> Tugas yang Dikerjakan:
**a.** Alihbahasakan kalimat berikut dari teks tentang HMI ke dalam bahasa Inggris: "Data tekstual (ayat Qouliyah) ini jika dipahami dalam sudut pandang kader HMI, bagi saya, faktualnya (ayat Kauniyah) justru dijumpai (terbaca) pada kenyataan heterogenitas keanggotaan/kader HMI."
**b.** Sambung teks tentang HMI mulai setelah kalimat terakhirnya.

> Teks Sumber:
____________________

Kamis, 02 Januari 2014

Refleksi M. Chaeron tentang HMI

*(disunting oleh: Noor Rochman, Direktur Lapmi HMI Cabang Semarang)

Dikabari saudara saya di Jakarta mengenai kericuhan yang terjadi di forum Kongres ke 28 HMI (Dipo) di Pondok Gede saat ini saya tidak heran dan tidak menanggapi karena sudah mahfum akan hal yang biasa terjadi di forum HMI. Tapi dikabari mengenai adanya banyak kerusakan dan anarchisme yang terjadi serta dugaan banyaknya uang yang beredar di (panitia) Kongres HMI saat ini pikiranku “tersentak” terpancing untuk komentar dan tanganku jadi gatal untuk segera menulis (padahal saya tidak bisa menulis dan tanganku masih sakit) lalu mengirimkannya via messenger kepada orang yang mengabari saya tentang peristiwa yang terjadi di Kongres HMI (Dipo) saat ini. (Berikut ini akan saya kirimkan tembusan jawaban-jawabanku mudah-mudahan dapat diinventarisir sebagai bahan diskusi/kajian),1.
HMI Hendak dibawa Kemana?
Firman Tuhan dalam Alqur’an Surah Al Inshiroh (Alamnasroh) berbunyi “Sesungguhnya bersama kesulitan itu ada kemudahan” (diterjemahkan oleh Depag “dibalik kesulitan ada kemudahan”) bagi saya mengandung makna pula (sebaliknya) bahwa “bersama kemudahan itu ada kesulitan (ujian) nya”, atau dapat pula dimaknai “pada kelebihan seseorang (sesuatu) itu tentu ada kekurangan/kelemahannya”. Data tekstual (ayat Qouliyah) ini jika dipahami dalam sudut pandang kader HMI, bagi saya, faktualnya (ayat Kauniyah) justru dijumpai (terbaca) pada kenyataan heterogenitas keanggotaan/kader HMI. Yaitu bahwa raw material input perkaderan (keanggotaan) HMI yang sangat beragam latar belakangnya (pendidikan, pemahaman keagamaan, sosial, ekonomi, politik, budaya, dan sebagainya) adalah kelebihan (kekayaan resourch dan khasanah pemikiran) HMI namun sekaligus merupakan kelemahannya (potensi/sumber/ konflik/perpecahan/adu domba).

____________________

> Blok Data:
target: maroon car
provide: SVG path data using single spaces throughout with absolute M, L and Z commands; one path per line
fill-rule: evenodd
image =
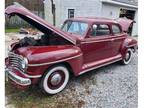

____________________

> Jawaban Latihan:
**a.** This textual data (ayat Qouliyah), if understood from the perspective of an HMI cadre, is for me factually (ayat Kauniyah) found (read) precisely in the reality of the heterogeneity of HMI's membership/cadres.

**b.**
Itulah fakta keberadaan (fitrah, potensi) HMI. Akan menjadi apa/dijadikan apa kemudian/kedepannya fakta itu, tergantung orientasi orang yang melihatnya/memandang fakta itu. Kalau ia berorientasi pada KEWAJIBAN maka akan lahir (muncul sikap dan perbuatan yang ber) tanggung jawab untuk mengelola fakta itu menjadi kekuatan yang mendukung tercapainya tujuan/misi HMI. Implikasinya: heterogenitas menjadi alasan/modal untuk saling memberi (mengamankan dan mengawal konstitusi organisasi), dan hasilnya adalah kehidupan yang harmonis (perbedaan menjadi rahmat). Sebaliknya apabila orang yang melihatnya (memandang fakta heterogenitas itu) berangkat dari sudut pandang dan beroirentasi kepada HAK maka yang akan muncul adalah (lahirlah) kepentingan orang itu yang berimplikasi pada lahirnya sikap dan perbuatan saling menuntut (mengakali, mencari dan menggali serta mengamankan HAKnya sendiri, kepentingan sendiri) dan buntutnya adalah perpecahan/perceraian. (perbedaan menjadi laknat).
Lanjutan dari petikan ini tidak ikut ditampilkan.